WORK TO COMPLETE
Beginning with the line that contains "TARGET = ocean water", copy each subsequent line of the data below through the last one, including both ends but not the pictures.

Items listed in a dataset
— start —

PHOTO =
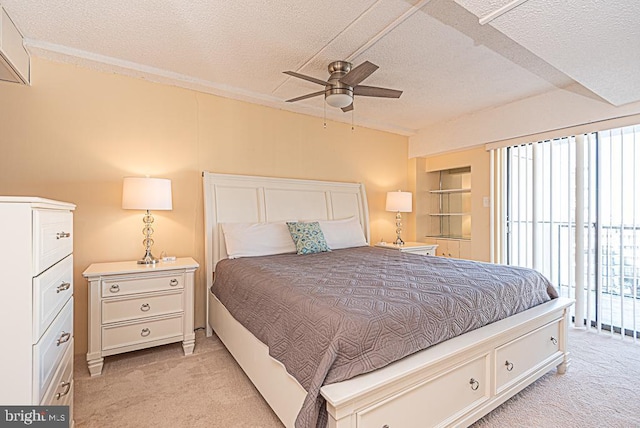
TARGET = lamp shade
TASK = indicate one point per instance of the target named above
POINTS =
(145, 193)
(399, 201)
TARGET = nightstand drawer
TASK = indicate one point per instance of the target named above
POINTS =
(126, 286)
(48, 352)
(52, 238)
(51, 290)
(114, 337)
(115, 310)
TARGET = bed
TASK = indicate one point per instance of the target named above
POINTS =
(452, 383)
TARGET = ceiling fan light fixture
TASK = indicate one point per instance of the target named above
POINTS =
(339, 100)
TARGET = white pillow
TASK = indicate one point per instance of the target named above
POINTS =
(345, 233)
(257, 239)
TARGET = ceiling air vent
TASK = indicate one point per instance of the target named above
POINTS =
(14, 58)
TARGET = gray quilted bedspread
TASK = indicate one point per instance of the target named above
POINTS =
(331, 316)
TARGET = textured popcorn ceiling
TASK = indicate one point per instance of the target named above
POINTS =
(447, 64)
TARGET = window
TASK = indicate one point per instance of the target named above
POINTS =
(571, 211)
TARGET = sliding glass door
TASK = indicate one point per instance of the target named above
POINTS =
(573, 212)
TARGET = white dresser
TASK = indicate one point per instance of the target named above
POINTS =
(36, 308)
(133, 306)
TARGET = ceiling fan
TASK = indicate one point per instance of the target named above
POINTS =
(344, 84)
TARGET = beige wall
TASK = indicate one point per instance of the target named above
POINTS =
(75, 133)
(480, 162)
(550, 113)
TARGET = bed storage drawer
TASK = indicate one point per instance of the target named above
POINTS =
(51, 290)
(48, 352)
(139, 333)
(52, 238)
(116, 310)
(127, 285)
(520, 357)
(442, 399)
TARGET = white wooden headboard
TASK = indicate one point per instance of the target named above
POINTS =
(252, 199)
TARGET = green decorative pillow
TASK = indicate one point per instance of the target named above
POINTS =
(308, 237)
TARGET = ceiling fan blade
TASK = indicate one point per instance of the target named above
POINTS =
(304, 97)
(309, 78)
(373, 91)
(359, 73)
(348, 108)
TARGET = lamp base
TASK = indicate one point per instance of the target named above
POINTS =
(148, 259)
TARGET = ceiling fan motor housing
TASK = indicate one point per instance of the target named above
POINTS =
(338, 70)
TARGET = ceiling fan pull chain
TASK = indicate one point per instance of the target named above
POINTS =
(352, 120)
(325, 115)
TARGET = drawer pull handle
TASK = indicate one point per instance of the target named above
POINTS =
(67, 388)
(474, 384)
(64, 337)
(63, 286)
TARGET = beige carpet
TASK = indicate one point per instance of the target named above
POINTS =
(160, 387)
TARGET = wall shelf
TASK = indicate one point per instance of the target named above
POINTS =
(450, 204)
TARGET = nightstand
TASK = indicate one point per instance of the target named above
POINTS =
(133, 306)
(411, 247)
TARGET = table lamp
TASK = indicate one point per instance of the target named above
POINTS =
(145, 193)
(399, 202)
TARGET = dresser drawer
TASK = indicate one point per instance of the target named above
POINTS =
(51, 290)
(60, 390)
(52, 238)
(140, 332)
(115, 310)
(518, 358)
(127, 285)
(441, 399)
(48, 352)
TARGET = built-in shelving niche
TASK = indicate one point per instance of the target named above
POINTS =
(450, 204)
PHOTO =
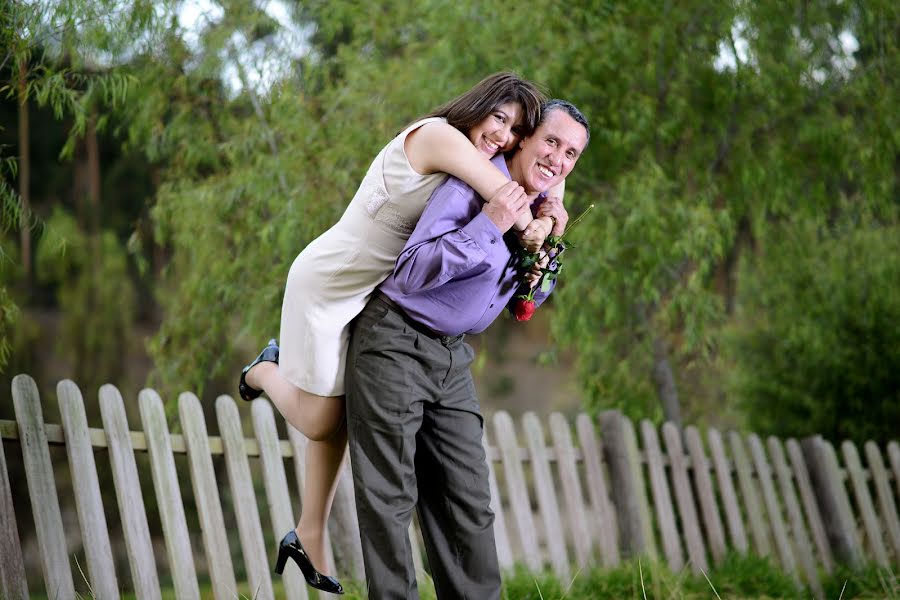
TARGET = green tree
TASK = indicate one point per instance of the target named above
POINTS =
(50, 51)
(817, 347)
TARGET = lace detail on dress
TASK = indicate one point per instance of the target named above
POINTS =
(390, 216)
(375, 196)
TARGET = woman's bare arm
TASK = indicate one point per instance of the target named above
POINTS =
(438, 147)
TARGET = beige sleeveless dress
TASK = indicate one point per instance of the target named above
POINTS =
(332, 279)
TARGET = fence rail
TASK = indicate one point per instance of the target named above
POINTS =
(565, 495)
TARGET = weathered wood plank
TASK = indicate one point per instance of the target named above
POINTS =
(206, 497)
(733, 519)
(665, 512)
(42, 489)
(706, 496)
(831, 495)
(810, 505)
(13, 583)
(773, 508)
(517, 491)
(864, 502)
(168, 495)
(545, 488)
(602, 508)
(89, 504)
(277, 495)
(795, 516)
(684, 497)
(129, 497)
(571, 487)
(501, 535)
(886, 505)
(894, 456)
(629, 494)
(750, 495)
(246, 510)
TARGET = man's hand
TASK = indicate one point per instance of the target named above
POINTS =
(504, 206)
(534, 275)
(553, 207)
(532, 238)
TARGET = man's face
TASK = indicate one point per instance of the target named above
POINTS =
(547, 156)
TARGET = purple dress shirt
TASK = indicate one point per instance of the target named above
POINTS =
(458, 271)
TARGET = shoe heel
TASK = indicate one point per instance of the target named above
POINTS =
(282, 558)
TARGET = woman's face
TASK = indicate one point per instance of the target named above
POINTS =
(498, 132)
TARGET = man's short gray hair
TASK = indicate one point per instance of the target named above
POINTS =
(570, 109)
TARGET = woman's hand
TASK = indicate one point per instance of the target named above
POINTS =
(553, 208)
(532, 238)
(534, 275)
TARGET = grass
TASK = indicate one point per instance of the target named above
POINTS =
(739, 576)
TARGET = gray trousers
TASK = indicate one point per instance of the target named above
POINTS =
(415, 431)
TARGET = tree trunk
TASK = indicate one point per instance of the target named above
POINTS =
(664, 379)
(93, 163)
(24, 174)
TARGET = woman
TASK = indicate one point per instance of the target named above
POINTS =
(331, 280)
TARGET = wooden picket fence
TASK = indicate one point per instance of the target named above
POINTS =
(592, 495)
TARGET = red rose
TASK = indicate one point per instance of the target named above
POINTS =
(524, 309)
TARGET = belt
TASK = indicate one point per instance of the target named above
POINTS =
(444, 339)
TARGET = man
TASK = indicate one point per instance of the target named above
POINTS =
(414, 420)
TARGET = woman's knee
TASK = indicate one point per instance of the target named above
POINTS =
(328, 423)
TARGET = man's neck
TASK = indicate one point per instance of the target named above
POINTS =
(515, 173)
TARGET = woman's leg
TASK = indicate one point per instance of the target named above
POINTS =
(323, 464)
(321, 419)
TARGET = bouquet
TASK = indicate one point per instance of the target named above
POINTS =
(553, 248)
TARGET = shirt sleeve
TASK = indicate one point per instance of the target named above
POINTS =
(447, 241)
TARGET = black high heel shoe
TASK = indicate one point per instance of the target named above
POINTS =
(290, 547)
(269, 354)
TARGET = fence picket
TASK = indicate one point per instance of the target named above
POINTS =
(42, 489)
(129, 497)
(776, 519)
(627, 484)
(243, 496)
(735, 523)
(665, 512)
(810, 506)
(89, 504)
(684, 497)
(824, 503)
(571, 487)
(789, 497)
(546, 494)
(864, 502)
(886, 505)
(607, 530)
(706, 496)
(206, 496)
(504, 552)
(277, 496)
(517, 491)
(749, 493)
(825, 474)
(168, 495)
(894, 455)
(13, 583)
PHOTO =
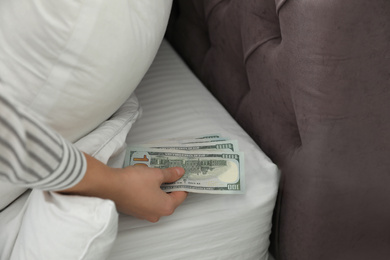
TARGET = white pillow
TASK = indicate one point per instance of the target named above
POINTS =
(66, 227)
(75, 227)
(73, 63)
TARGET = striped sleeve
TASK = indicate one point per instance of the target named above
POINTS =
(34, 156)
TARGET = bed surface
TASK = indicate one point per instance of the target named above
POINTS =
(205, 226)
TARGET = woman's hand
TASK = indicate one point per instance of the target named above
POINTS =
(139, 193)
(135, 190)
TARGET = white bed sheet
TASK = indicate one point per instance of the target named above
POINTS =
(175, 104)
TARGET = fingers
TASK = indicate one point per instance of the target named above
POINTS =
(172, 174)
(178, 197)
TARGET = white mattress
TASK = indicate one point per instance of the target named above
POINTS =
(205, 226)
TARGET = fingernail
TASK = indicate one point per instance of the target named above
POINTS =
(180, 171)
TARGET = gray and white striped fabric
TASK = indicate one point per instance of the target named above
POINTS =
(34, 156)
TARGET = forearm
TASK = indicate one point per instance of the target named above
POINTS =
(33, 155)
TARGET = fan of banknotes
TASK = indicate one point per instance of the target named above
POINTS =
(213, 164)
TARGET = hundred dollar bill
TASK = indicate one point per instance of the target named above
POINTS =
(223, 146)
(214, 172)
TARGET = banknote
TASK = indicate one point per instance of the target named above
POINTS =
(223, 146)
(212, 172)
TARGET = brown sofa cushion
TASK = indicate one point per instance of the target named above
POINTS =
(310, 82)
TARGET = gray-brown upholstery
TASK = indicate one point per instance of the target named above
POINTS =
(309, 80)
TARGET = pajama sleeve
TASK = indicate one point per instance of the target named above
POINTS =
(34, 156)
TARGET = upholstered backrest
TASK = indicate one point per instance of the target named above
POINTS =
(310, 82)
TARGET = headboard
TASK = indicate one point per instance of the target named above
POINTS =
(310, 82)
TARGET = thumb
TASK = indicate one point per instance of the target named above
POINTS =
(172, 174)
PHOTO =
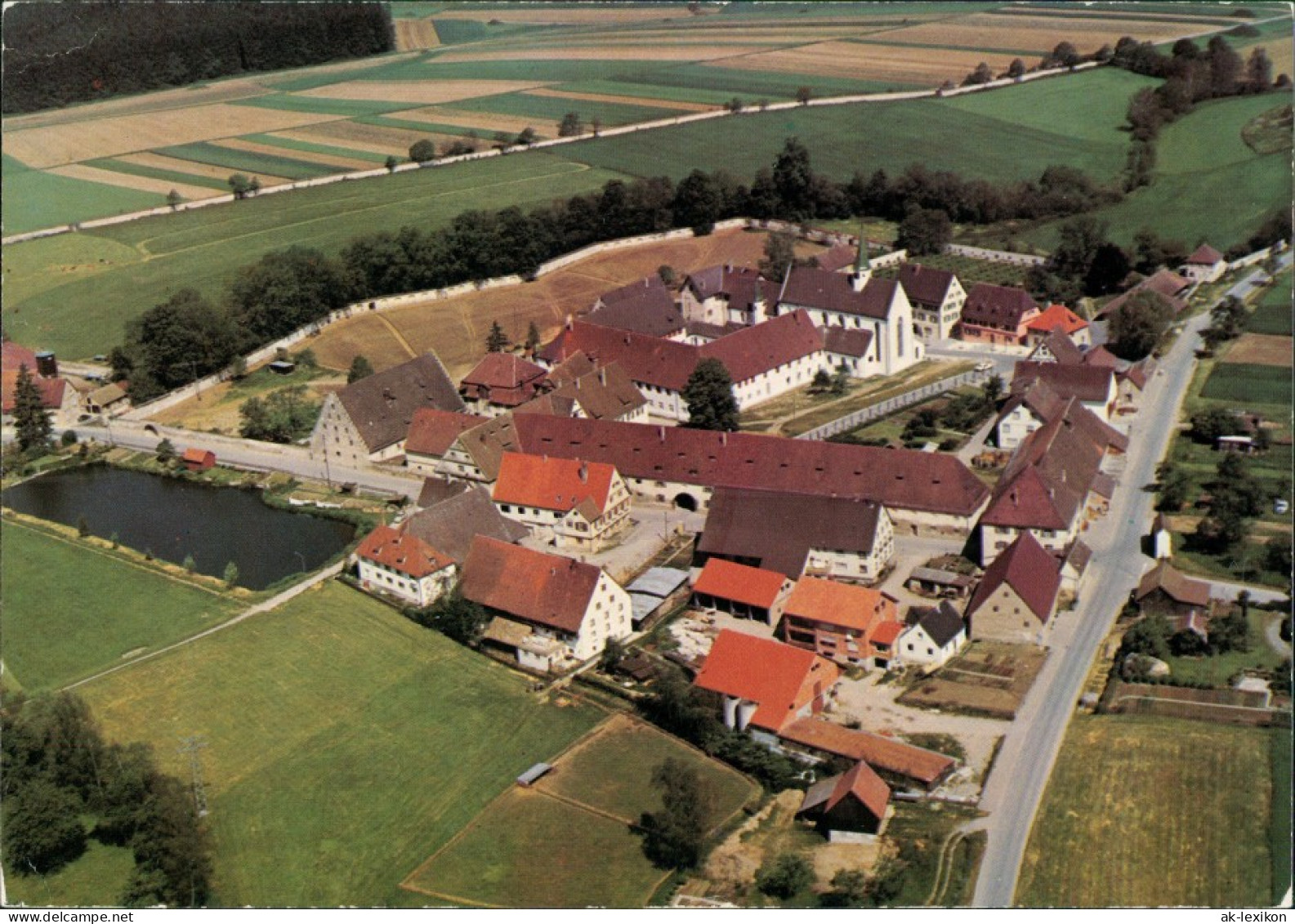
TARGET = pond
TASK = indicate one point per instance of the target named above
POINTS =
(172, 519)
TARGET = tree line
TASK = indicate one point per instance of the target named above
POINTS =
(64, 784)
(56, 55)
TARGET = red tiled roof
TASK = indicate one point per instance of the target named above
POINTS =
(1091, 383)
(779, 678)
(899, 479)
(923, 285)
(1027, 569)
(402, 551)
(530, 585)
(1057, 316)
(433, 431)
(998, 306)
(552, 483)
(1204, 255)
(885, 753)
(739, 583)
(821, 290)
(1173, 583)
(842, 605)
(51, 390)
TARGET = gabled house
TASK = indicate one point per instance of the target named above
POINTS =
(580, 503)
(1058, 317)
(369, 420)
(936, 298)
(847, 806)
(1206, 264)
(1017, 596)
(742, 591)
(795, 534)
(552, 613)
(836, 620)
(766, 685)
(996, 315)
(403, 566)
(934, 636)
(500, 382)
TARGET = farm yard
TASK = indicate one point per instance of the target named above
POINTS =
(579, 818)
(334, 694)
(1148, 811)
(615, 65)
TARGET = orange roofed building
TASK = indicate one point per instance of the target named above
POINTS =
(575, 502)
(404, 566)
(742, 591)
(766, 685)
(836, 620)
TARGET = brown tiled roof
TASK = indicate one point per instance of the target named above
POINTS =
(1204, 255)
(739, 527)
(433, 431)
(451, 520)
(779, 678)
(925, 286)
(402, 551)
(808, 288)
(1173, 583)
(645, 307)
(1003, 307)
(861, 782)
(1086, 382)
(382, 405)
(885, 753)
(896, 478)
(530, 585)
(1026, 567)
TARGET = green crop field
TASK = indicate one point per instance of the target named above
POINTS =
(1248, 383)
(345, 744)
(37, 199)
(71, 609)
(78, 307)
(1153, 811)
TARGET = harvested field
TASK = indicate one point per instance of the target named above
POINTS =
(1040, 33)
(79, 171)
(482, 122)
(57, 145)
(425, 92)
(1264, 350)
(416, 33)
(873, 62)
(630, 100)
(456, 328)
(316, 157)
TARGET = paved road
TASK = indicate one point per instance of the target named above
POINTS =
(265, 456)
(1029, 749)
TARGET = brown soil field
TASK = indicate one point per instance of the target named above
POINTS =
(93, 139)
(414, 33)
(631, 100)
(1040, 33)
(456, 328)
(208, 170)
(1264, 350)
(378, 139)
(482, 122)
(425, 92)
(597, 53)
(79, 171)
(226, 91)
(543, 13)
(314, 157)
(877, 62)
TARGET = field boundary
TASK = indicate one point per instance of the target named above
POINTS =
(540, 145)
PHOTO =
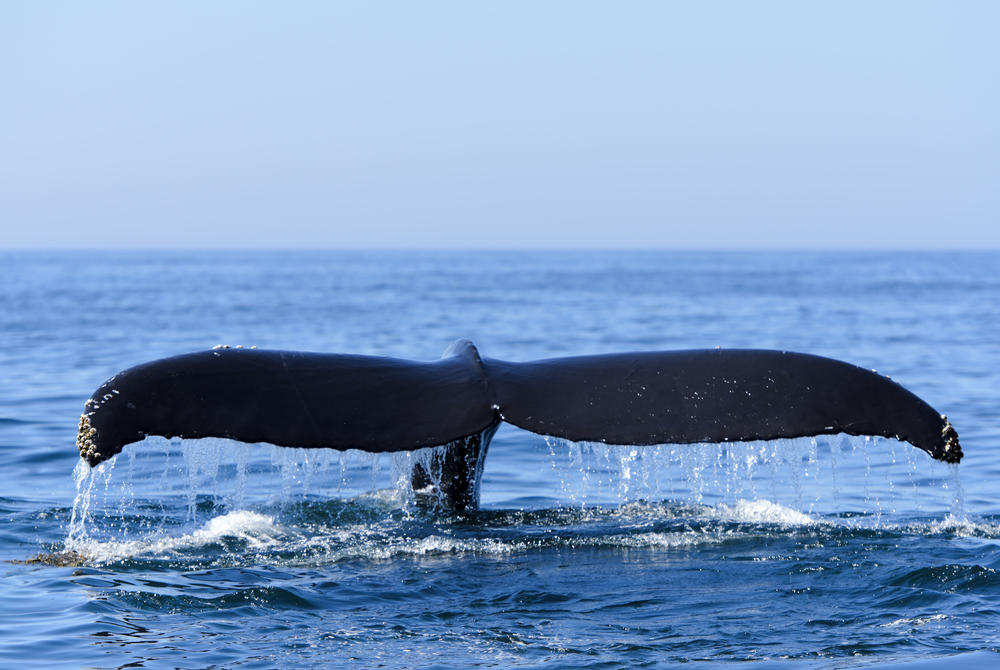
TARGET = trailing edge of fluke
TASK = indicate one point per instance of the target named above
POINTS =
(377, 404)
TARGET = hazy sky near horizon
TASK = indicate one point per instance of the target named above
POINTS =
(500, 124)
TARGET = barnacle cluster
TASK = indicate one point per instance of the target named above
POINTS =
(85, 438)
(952, 452)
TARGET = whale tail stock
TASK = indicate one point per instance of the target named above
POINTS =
(378, 404)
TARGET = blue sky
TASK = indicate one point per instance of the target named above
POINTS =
(500, 124)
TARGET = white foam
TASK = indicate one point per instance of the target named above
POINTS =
(914, 621)
(761, 511)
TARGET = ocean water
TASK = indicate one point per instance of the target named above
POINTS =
(837, 552)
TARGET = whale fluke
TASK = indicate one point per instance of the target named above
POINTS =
(378, 404)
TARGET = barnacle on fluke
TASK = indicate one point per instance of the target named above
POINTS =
(378, 404)
(952, 450)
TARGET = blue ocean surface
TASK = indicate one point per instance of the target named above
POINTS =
(835, 552)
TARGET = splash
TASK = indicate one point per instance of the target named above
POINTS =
(202, 496)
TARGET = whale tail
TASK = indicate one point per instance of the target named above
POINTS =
(378, 404)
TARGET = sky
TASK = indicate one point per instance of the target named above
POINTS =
(541, 124)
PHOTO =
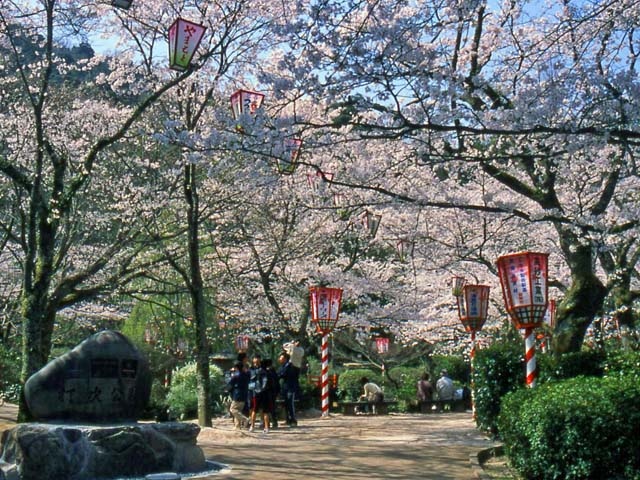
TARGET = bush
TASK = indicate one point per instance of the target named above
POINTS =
(498, 370)
(349, 382)
(182, 397)
(10, 367)
(403, 385)
(588, 363)
(574, 429)
(457, 367)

— end —

SOLVED EXERCISE
TARGET = ocean water
TASK = indicate one point per instance of the target named above
POINTS =
(837, 552)
TARGET = whale fluke
TASK = indicate one point per instance of the target named above
POINTS =
(378, 404)
TARGET = barnacle on fluke
TASK = indicate one point per instance of the target named above
POINTS =
(378, 404)
(952, 450)
TARGET = blue ocean surface
TASK = indicate one point per instance of the target named above
POINTS =
(835, 552)
TARGET = splash
TASK = indicate one point per instance of the target named above
POINTS =
(202, 496)
TARGET = whale tail
TASK = indicate one point per instance of the target named above
POINTS =
(378, 404)
TARGET = sky
TASK = indicate one point per instance of the target named above
POINTS =
(541, 124)
PHOTO =
TARGET = bush
TASK = indicate one point per instance of the target named above
POINTS =
(498, 370)
(349, 382)
(182, 397)
(10, 367)
(403, 385)
(588, 363)
(574, 429)
(457, 367)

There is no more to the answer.